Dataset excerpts
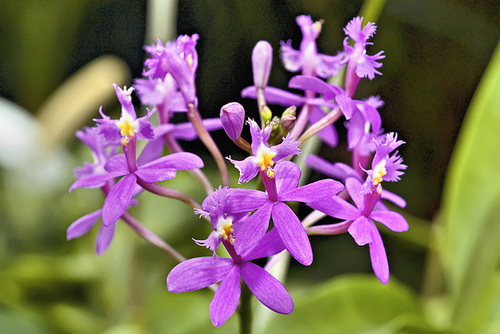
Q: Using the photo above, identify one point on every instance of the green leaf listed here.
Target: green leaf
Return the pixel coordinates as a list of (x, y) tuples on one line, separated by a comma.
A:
[(469, 239), (353, 304)]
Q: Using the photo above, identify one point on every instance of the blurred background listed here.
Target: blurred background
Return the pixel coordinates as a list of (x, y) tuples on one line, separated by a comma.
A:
[(57, 62)]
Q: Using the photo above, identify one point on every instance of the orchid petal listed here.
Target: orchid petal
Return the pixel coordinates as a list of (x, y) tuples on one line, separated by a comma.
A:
[(268, 290), (336, 207), (292, 233), (176, 161), (245, 200), (104, 238), (353, 187), (253, 229), (287, 176), (150, 175), (322, 190), (269, 245), (118, 199), (198, 273), (82, 225), (360, 230), (398, 200), (378, 256), (393, 220), (226, 298)]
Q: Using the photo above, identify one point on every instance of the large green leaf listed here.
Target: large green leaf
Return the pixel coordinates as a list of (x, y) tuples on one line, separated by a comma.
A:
[(469, 240), (353, 304)]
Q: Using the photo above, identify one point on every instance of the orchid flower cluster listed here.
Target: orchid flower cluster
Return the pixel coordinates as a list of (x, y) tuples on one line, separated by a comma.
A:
[(257, 223)]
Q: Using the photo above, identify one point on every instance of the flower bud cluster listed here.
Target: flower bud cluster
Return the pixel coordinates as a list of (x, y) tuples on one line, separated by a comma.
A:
[(251, 223)]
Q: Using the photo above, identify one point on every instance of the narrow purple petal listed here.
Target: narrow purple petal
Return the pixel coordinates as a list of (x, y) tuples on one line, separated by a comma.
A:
[(398, 200), (248, 168), (329, 134), (198, 273), (360, 230), (186, 131), (378, 256), (328, 65), (104, 238), (150, 175), (346, 105), (355, 130), (117, 163), (226, 298), (145, 128), (82, 225), (274, 96), (292, 233), (259, 136), (306, 82), (245, 200), (269, 245), (268, 290), (393, 220), (176, 161), (286, 148), (290, 57), (337, 208), (322, 190), (253, 229), (152, 151), (353, 187), (95, 181), (287, 176), (118, 199)]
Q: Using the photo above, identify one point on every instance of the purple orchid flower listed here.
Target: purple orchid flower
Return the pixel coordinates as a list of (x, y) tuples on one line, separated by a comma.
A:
[(263, 155), (361, 226), (201, 272), (161, 169), (179, 59), (307, 58), (128, 128), (281, 187), (340, 171), (359, 64), (82, 225), (96, 142), (384, 167)]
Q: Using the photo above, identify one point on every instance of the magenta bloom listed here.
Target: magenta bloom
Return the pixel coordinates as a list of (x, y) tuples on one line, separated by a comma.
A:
[(179, 59), (307, 58), (263, 155), (128, 128), (359, 64), (362, 228), (201, 272), (281, 188)]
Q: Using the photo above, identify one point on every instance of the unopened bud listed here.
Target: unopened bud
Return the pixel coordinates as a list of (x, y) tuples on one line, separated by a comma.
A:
[(266, 114), (287, 123), (262, 61), (232, 116)]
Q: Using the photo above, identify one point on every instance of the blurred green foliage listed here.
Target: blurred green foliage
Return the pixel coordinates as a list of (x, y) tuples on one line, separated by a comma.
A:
[(444, 273)]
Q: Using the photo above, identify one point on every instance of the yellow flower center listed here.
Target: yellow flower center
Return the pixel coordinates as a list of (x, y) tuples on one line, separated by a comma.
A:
[(190, 60), (225, 228), (378, 172), (264, 158), (128, 128)]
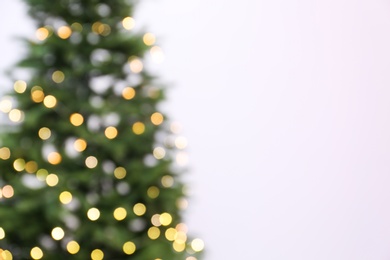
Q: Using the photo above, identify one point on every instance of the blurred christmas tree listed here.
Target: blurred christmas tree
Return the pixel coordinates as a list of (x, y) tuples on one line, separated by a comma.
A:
[(86, 167)]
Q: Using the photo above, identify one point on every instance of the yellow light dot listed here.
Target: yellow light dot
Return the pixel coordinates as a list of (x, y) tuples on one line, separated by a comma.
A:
[(138, 128), (80, 145), (31, 167), (91, 162), (36, 253), (128, 23), (64, 32), (157, 118), (52, 180), (170, 234), (37, 94), (2, 233), (139, 209), (156, 220), (120, 213), (42, 174), (159, 153), (136, 65), (44, 133), (128, 93), (149, 39), (153, 233), (76, 119), (167, 181), (93, 214), (197, 245), (8, 191), (19, 164), (165, 219), (111, 132), (120, 172), (65, 197), (178, 247), (58, 76), (129, 248), (5, 105), (57, 233), (50, 101), (153, 192), (15, 115), (97, 254), (20, 86), (42, 33), (73, 247), (5, 153), (54, 158)]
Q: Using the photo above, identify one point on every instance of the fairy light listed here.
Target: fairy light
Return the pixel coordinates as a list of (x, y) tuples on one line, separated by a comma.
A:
[(36, 253), (129, 248), (128, 93), (73, 247), (120, 213), (139, 209), (76, 119), (128, 23), (20, 86), (50, 101), (57, 233), (44, 133), (93, 214)]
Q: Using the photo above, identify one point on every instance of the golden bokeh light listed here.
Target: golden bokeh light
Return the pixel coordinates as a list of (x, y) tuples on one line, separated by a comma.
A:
[(80, 145), (5, 153), (154, 233), (153, 192), (20, 86), (73, 247), (139, 209), (36, 253), (50, 101), (19, 164), (136, 65), (197, 244), (93, 214), (128, 23), (129, 248), (120, 173), (65, 197), (138, 128), (54, 158), (8, 191), (120, 213), (15, 115), (76, 119), (42, 33), (165, 219), (128, 93), (97, 254), (64, 32), (44, 133), (157, 118), (57, 233), (58, 76), (52, 180), (111, 132), (91, 162), (149, 39), (159, 153)]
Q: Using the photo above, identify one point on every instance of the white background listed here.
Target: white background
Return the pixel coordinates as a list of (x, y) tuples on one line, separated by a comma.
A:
[(286, 108)]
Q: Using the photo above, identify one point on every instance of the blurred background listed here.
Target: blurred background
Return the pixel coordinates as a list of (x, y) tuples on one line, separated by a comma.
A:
[(285, 105)]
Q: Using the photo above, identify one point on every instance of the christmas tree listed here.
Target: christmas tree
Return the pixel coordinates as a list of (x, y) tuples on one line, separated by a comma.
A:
[(88, 163)]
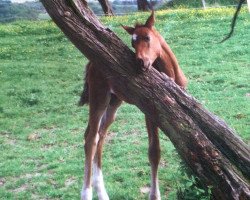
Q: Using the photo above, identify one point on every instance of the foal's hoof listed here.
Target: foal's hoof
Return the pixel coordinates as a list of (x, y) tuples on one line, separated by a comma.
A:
[(155, 197)]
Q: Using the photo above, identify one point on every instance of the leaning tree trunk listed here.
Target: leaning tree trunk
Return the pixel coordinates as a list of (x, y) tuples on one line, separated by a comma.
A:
[(106, 7), (143, 5), (207, 145)]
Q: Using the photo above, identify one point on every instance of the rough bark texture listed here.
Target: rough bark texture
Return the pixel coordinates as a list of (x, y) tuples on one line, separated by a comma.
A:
[(143, 5), (106, 7), (207, 145)]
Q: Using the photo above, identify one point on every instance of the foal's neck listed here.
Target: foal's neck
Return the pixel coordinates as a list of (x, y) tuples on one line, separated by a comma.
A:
[(168, 63)]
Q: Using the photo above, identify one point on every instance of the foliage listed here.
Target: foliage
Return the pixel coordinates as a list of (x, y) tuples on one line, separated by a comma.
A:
[(41, 128)]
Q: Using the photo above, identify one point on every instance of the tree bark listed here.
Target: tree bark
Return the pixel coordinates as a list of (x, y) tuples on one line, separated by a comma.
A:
[(206, 144), (143, 5), (106, 7)]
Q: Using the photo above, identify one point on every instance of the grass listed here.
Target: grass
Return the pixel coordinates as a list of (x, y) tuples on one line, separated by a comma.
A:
[(41, 128)]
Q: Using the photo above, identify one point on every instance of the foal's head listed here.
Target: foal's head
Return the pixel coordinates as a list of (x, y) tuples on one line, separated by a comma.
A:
[(145, 42)]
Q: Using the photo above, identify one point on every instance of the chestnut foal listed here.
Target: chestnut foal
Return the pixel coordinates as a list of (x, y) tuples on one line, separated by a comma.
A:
[(151, 50)]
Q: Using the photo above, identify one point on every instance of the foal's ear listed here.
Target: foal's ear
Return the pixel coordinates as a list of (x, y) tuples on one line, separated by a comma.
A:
[(130, 30), (151, 20)]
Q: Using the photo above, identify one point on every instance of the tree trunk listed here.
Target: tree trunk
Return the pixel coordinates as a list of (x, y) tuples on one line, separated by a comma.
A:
[(207, 145), (143, 5), (203, 4), (106, 7)]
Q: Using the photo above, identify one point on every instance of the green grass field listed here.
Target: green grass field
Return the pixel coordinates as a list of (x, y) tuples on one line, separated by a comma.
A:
[(41, 126)]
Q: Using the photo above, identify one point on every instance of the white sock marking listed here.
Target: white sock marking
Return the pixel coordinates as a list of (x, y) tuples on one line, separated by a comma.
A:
[(98, 183)]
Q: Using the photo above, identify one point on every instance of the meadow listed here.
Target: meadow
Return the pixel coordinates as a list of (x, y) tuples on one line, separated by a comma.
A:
[(41, 126)]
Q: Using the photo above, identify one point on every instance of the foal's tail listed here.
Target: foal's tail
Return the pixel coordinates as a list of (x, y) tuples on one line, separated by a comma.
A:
[(84, 99)]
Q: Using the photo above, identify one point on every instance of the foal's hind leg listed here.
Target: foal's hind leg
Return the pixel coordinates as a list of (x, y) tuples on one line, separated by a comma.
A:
[(154, 158), (107, 119), (99, 98)]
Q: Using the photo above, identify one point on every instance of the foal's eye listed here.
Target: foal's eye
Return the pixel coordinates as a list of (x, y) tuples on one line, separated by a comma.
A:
[(147, 38)]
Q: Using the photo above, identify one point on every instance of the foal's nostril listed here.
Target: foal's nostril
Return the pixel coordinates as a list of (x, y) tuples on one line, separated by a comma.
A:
[(140, 62)]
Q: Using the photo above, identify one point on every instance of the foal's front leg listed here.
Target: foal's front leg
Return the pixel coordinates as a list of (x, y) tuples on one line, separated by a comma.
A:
[(107, 119), (154, 155), (99, 98)]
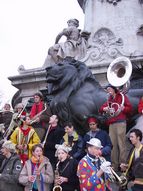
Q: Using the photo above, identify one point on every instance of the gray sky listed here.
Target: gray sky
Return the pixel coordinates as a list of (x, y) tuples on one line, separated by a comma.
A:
[(27, 29)]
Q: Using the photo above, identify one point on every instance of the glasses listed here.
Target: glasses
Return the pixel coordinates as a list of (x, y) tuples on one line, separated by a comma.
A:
[(92, 124)]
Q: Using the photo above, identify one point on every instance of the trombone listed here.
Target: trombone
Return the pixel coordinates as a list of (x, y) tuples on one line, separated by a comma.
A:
[(34, 119)]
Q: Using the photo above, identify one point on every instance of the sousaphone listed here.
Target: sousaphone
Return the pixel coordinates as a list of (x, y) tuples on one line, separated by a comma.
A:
[(118, 75), (119, 72)]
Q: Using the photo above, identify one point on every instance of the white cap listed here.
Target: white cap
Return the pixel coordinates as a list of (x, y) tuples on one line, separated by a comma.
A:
[(95, 142), (9, 145)]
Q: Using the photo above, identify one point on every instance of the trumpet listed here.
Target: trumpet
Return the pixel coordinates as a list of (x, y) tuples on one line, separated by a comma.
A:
[(56, 186), (121, 180), (34, 119), (113, 108)]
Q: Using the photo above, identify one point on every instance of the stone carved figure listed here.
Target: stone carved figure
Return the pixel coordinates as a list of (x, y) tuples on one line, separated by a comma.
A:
[(75, 46), (75, 92)]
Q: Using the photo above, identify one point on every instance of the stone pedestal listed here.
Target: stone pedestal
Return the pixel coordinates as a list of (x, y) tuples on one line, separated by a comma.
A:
[(114, 28)]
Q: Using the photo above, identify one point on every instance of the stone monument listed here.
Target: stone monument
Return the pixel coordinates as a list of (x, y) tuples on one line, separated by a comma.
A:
[(112, 28)]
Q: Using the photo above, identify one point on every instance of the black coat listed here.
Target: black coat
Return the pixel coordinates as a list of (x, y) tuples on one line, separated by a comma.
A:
[(54, 137), (68, 169)]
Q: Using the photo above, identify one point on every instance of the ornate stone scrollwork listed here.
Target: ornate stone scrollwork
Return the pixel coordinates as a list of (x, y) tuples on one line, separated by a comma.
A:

Try it | Whenever a line above has the word "rough" in it, copy that line.

Written response |
Q: Using the photo above, identify one point on every instance of the rough bark texture listed here.
Target: rough bark texture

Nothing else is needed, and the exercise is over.